WORK INSTRUCTIONS. In the records below, locate the line containing "of the front", then extract it and all following lines exactly, ending with the last line.

LISTED RECORDS.
==============================
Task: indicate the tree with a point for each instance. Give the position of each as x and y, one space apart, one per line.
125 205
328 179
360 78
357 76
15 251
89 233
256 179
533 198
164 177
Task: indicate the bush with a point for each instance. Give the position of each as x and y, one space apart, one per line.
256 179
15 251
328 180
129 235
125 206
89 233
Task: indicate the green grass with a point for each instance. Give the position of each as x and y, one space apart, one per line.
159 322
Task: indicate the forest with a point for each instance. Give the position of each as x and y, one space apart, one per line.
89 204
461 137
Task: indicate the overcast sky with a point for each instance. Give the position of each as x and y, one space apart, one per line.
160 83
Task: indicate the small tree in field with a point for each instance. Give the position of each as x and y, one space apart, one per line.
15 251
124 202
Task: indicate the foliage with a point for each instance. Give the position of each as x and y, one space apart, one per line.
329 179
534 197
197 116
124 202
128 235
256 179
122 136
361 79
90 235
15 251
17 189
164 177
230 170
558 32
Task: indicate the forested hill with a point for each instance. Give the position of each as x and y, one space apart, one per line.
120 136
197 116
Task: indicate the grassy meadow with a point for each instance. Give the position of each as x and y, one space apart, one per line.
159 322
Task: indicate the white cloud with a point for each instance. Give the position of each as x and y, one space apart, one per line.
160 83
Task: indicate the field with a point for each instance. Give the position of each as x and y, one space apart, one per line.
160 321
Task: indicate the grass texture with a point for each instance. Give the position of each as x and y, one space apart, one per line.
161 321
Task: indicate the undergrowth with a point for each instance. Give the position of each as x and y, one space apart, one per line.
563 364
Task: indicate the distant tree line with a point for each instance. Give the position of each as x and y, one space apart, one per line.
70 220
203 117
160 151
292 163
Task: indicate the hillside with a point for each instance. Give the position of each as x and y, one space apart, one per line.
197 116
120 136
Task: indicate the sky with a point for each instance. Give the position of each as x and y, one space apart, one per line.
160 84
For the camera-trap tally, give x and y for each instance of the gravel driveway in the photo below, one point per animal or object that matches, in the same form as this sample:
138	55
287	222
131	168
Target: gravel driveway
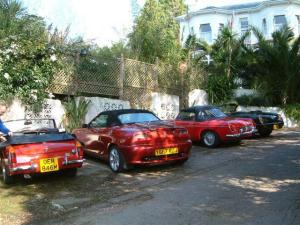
256	182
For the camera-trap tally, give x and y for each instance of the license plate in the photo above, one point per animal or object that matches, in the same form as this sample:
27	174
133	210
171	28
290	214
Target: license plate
49	165
166	151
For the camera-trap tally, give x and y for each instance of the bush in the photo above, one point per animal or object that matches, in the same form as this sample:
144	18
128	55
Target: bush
251	100
293	112
75	113
219	88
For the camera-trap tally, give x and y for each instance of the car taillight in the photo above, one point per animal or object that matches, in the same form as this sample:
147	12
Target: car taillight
12	158
233	128
79	149
140	136
181	133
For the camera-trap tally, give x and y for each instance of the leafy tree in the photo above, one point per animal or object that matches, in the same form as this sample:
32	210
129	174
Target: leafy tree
224	60
27	60
277	65
155	34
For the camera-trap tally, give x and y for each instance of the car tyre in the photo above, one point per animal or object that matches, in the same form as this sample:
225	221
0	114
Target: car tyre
70	172
265	132
181	162
210	139
7	179
116	160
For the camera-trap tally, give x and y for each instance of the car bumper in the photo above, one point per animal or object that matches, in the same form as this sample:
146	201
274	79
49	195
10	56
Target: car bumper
241	135
145	155
34	167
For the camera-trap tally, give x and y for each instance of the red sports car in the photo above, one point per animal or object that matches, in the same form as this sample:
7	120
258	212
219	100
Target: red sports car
134	137
37	146
211	126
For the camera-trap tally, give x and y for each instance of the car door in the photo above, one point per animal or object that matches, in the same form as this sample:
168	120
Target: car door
94	134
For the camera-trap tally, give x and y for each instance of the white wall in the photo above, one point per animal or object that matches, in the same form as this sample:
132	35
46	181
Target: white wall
255	19
198	97
52	109
287	121
165	106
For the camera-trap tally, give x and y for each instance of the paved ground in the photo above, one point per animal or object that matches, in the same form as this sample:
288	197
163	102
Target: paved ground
257	182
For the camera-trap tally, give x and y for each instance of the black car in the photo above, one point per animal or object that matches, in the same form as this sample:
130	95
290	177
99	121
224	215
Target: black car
266	122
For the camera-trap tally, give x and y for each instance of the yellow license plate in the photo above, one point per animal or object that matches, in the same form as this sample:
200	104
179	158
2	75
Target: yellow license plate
166	151
49	165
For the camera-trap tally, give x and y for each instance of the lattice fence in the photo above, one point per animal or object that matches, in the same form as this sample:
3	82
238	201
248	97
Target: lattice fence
125	79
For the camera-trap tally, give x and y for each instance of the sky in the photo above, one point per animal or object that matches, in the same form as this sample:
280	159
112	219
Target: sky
101	21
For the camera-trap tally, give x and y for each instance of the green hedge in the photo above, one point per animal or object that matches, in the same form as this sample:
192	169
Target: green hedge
293	111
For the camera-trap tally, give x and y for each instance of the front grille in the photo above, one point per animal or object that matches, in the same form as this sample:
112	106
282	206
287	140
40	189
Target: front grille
246	129
162	157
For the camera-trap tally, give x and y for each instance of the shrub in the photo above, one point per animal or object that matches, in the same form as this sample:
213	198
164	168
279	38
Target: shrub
==============================
REPLY.
For the camera-trap tally, give x and y for each instance of the front grille in the photo above, one point per animal or object that matches, in the same form as this sample:
112	106
282	206
287	140
40	189
Target: front grille
246	129
162	157
For the camera-trap tally, give x and y for each instance of the shrub in the photo above, one point per animal or object that matches, in the same form as this sample:
213	198
164	168
279	38
Target: shrub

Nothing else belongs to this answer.